* Texto extraído:
★ ★ ★

Mis mejores domingos fueron aquellos que eran como todos los días...
Y es con esta tristeza inminente, que descubro que el sueño del viaje ha terminado; de hecho, terminó ayer a la noche, cuando mis amigos se despidieron de Buenos Aires.
Y yo me quedo sola en esta ciudad, y era obvio que iba a pasar... o sea, es Buenos Aires: hola de nuevo al tránsito, a los problemas para viajar, al ruido de los colectivos y a las obligaciones. Los teléfonos que suenan sin parar, la gente que camina con el celular en la mano y te choca; uno vuelve cansado (porque trabaja, estudia, mantiene una casa) y a veces se encuentra con la sorpresa de que la línea D de subtes ha sido interrumpida; entonces, respiramos, elegimos caminar en la aparente paz de la noche, pero nos encontramos con personajes de actitudes dudosas y bueno... ¿a quién no intentaron robarle en nuestra ciudad? La calma se interrumpe, de hecho, la calma no es posible porque uno debe ir alerta y no perderse en cualquiera de sus mundos privados; y si vas pensando en qué podés hacerte de rico para cenar (estómago lleno, corazón feliz...), alguien puede salir de la nada e historia conocida. Tristemente conocida.

★ ★ ★

* Sección de datos:
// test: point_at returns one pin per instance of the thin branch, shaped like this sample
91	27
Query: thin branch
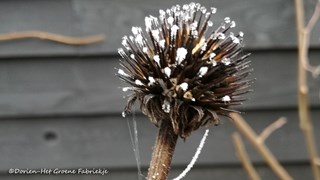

★ ★ ★

* Consigna: Extrae del texto sobre Buenos Aires el pasaje que va desde "Mis mejores domingos" hasta "de Buenos Aires.", ambos incluidos. Las líneas no intervienen en esto.

* Respuesta:
Mis mejores domingos fueron aquellos que eran como todos los días...
Y es con esta tristeza inminente, que descubro que el sueño del viaje ha terminado; de hecho, terminó ayer a la noche, cuando mis amigos se despidieron de Buenos Aires.